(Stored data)
+++
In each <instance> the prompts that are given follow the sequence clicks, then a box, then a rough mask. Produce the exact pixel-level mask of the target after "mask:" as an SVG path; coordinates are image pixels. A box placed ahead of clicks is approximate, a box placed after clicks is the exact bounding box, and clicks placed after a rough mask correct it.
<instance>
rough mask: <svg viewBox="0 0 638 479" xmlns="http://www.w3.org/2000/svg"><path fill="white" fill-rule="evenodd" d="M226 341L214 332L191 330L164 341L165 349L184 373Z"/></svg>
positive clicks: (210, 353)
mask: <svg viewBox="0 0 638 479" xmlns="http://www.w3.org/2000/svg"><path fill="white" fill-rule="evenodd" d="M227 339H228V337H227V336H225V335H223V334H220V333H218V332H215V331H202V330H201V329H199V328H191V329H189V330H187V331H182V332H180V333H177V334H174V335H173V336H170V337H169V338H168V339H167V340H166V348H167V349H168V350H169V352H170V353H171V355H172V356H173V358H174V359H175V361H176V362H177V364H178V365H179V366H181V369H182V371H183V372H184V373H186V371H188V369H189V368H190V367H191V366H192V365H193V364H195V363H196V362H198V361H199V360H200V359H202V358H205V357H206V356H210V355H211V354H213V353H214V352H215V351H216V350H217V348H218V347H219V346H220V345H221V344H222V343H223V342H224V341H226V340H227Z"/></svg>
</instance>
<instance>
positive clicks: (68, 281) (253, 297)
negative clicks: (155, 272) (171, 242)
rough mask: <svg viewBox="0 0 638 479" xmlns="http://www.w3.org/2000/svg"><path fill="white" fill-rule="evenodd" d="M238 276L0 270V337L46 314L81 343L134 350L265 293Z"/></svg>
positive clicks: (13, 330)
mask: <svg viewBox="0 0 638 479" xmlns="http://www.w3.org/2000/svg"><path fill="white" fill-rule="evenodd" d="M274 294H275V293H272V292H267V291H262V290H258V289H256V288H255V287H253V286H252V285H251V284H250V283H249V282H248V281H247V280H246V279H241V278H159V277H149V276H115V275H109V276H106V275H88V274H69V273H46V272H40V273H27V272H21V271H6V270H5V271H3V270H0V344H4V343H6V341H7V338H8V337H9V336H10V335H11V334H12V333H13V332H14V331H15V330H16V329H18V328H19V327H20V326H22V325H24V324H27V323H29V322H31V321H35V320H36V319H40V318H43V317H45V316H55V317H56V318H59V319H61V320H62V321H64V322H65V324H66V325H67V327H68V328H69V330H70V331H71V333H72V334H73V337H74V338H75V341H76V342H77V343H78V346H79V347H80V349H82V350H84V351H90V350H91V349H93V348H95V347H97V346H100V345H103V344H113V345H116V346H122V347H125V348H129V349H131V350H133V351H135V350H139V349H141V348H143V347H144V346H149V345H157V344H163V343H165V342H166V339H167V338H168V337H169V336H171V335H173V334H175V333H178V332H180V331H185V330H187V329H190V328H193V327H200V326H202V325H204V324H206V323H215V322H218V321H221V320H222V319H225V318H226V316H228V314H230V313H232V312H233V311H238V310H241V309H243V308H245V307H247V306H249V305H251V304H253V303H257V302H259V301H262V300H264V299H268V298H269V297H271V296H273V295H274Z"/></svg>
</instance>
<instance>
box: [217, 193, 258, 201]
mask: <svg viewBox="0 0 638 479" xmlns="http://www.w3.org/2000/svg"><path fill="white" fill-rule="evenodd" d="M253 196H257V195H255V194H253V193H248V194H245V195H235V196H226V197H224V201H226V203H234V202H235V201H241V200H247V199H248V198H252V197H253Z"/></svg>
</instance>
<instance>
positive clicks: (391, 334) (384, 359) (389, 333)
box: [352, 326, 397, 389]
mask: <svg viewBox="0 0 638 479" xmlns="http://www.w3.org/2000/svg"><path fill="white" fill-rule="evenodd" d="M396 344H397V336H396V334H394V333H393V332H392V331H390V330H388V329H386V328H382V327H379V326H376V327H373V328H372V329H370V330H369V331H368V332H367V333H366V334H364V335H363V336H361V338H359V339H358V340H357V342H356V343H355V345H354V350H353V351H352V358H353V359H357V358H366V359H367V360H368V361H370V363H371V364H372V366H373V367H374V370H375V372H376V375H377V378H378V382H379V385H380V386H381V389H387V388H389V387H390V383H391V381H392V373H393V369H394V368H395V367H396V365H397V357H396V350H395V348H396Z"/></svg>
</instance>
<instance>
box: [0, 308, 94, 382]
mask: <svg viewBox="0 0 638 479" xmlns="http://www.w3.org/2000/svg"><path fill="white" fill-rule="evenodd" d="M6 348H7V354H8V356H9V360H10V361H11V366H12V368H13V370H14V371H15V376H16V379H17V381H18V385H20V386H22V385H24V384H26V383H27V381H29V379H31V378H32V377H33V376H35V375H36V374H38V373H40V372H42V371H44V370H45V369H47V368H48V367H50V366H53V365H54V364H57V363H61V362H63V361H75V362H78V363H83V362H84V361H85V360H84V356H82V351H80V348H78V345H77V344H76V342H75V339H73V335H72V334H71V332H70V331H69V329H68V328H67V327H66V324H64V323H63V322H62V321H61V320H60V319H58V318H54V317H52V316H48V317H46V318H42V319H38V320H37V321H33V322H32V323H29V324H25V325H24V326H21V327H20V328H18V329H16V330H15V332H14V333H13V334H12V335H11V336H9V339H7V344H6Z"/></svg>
+++
[Problem details] Restate all of the entries above precisely.

[Your response]
In each <instance> the prompts that are given follow the sequence clicks, then a box, then a rough mask. Produce the exact pixel-level mask of the target after "mask:" as an SVG path; coordinates are image pixels. A box placed ahead of clicks is approximate, a box placed after clicks is the exact bounding box, and clicks placed after a rough mask correct it.
<instance>
rough mask: <svg viewBox="0 0 638 479" xmlns="http://www.w3.org/2000/svg"><path fill="white" fill-rule="evenodd" d="M226 341L214 332L191 330L164 341L165 349L184 373Z"/></svg>
positive clicks: (210, 353)
mask: <svg viewBox="0 0 638 479" xmlns="http://www.w3.org/2000/svg"><path fill="white" fill-rule="evenodd" d="M227 339H228V337H227V336H225V335H223V334H220V333H218V332H215V331H202V330H201V329H199V328H191V329H189V330H187V331H182V332H180V333H177V334H174V335H173V336H170V337H169V338H168V339H167V340H166V348H167V349H168V350H169V352H170V353H171V355H172V356H173V358H174V359H175V361H176V362H177V364H178V365H179V366H181V369H182V371H183V372H184V373H186V371H188V369H189V368H190V367H191V366H192V365H193V364H195V363H196V362H198V361H199V360H200V359H202V358H205V357H206V356H210V355H211V354H213V353H214V352H215V351H216V350H217V348H218V347H219V346H220V345H221V344H222V343H223V342H224V341H226V340H227Z"/></svg>
</instance>
<instance>
positive clicks: (68, 281) (253, 297)
negative clicks: (155, 272) (171, 242)
rough mask: <svg viewBox="0 0 638 479" xmlns="http://www.w3.org/2000/svg"><path fill="white" fill-rule="evenodd" d="M238 276L0 270V337L46 314L81 343L134 350L265 293Z"/></svg>
positive clicks: (13, 330)
mask: <svg viewBox="0 0 638 479" xmlns="http://www.w3.org/2000/svg"><path fill="white" fill-rule="evenodd" d="M274 294H275V293H272V292H267V291H262V290H258V289H256V288H255V287H253V286H252V285H251V284H250V283H249V282H248V281H247V280H246V279H241V278H159V277H149V276H115V275H109V276H106V275H88V274H69V273H46V272H40V273H27V272H21V271H6V270H5V271H3V270H0V344H4V343H6V341H7V338H8V337H9V336H10V335H11V334H12V333H13V332H14V331H15V330H16V329H18V328H19V327H20V326H22V325H24V324H27V323H29V322H31V321H35V320H36V319H40V318H43V317H45V316H55V317H56V318H59V319H61V320H62V321H64V322H65V324H66V325H67V327H68V328H69V330H70V331H71V333H72V334H73V337H74V338H75V341H76V342H77V343H78V346H79V347H80V349H82V350H84V351H90V350H91V349H93V348H95V347H97V346H100V345H103V344H113V345H116V346H122V347H125V348H129V349H131V350H133V351H135V350H139V349H141V348H143V347H144V346H149V345H157V344H163V343H165V342H166V339H167V338H168V337H169V336H171V335H173V334H175V333H178V332H180V331H185V330H187V329H190V328H193V327H200V326H202V325H204V324H206V323H215V322H218V321H221V320H222V319H225V318H226V316H228V314H230V313H232V312H233V311H238V310H241V309H243V308H245V307H247V306H249V305H251V304H253V303H257V302H259V301H262V300H264V299H268V298H269V297H271V296H273V295H274Z"/></svg>
</instance>
<instance>
box: [217, 193, 258, 201]
mask: <svg viewBox="0 0 638 479" xmlns="http://www.w3.org/2000/svg"><path fill="white" fill-rule="evenodd" d="M253 196H257V195H255V194H253V193H248V194H245V195H235V196H226V197H224V201H226V203H234V202H235V201H241V200H247V199H248V198H252V197H253Z"/></svg>
</instance>
<instance>
positive clicks: (391, 334) (384, 359) (389, 333)
box: [352, 326, 397, 389]
mask: <svg viewBox="0 0 638 479" xmlns="http://www.w3.org/2000/svg"><path fill="white" fill-rule="evenodd" d="M396 344H397V336H396V334H394V333H393V332H392V331H390V330H388V329H386V328H382V327H379V326H376V327H373V328H372V329H370V330H369V331H368V332H367V333H366V334H364V335H363V336H361V338H359V339H358V340H357V342H356V343H355V345H354V350H353V351H352V358H353V359H357V358H366V359H367V360H368V361H370V363H371V364H372V366H373V367H374V370H375V372H376V375H377V378H378V382H379V385H380V386H381V389H387V388H389V387H390V383H391V381H392V373H393V369H394V368H395V367H396V365H397V357H396V350H395V348H396Z"/></svg>
</instance>
<instance>
box: [0, 308, 94, 382]
mask: <svg viewBox="0 0 638 479" xmlns="http://www.w3.org/2000/svg"><path fill="white" fill-rule="evenodd" d="M6 348H7V354H8V356H9V360H10V361H11V366H12V368H13V370H14V371H15V376H16V379H17V381H18V385H20V386H22V385H24V384H26V383H27V381H29V379H31V378H32V377H33V376H35V375H36V374H38V373H40V372H42V371H44V370H45V369H47V368H48V367H50V366H53V365H54V364H57V363H61V362H63V361H75V362H78V363H83V362H84V361H85V360H84V356H82V351H80V348H78V345H77V344H76V342H75V339H73V335H72V334H71V332H70V331H69V329H68V328H67V327H66V324H64V323H63V322H62V321H61V320H60V319H58V318H54V317H52V316H48V317H46V318H42V319H38V320H37V321H33V322H32V323H29V324H25V325H24V326H21V327H20V328H18V329H16V330H15V332H14V333H13V334H12V335H11V336H9V339H7V344H6Z"/></svg>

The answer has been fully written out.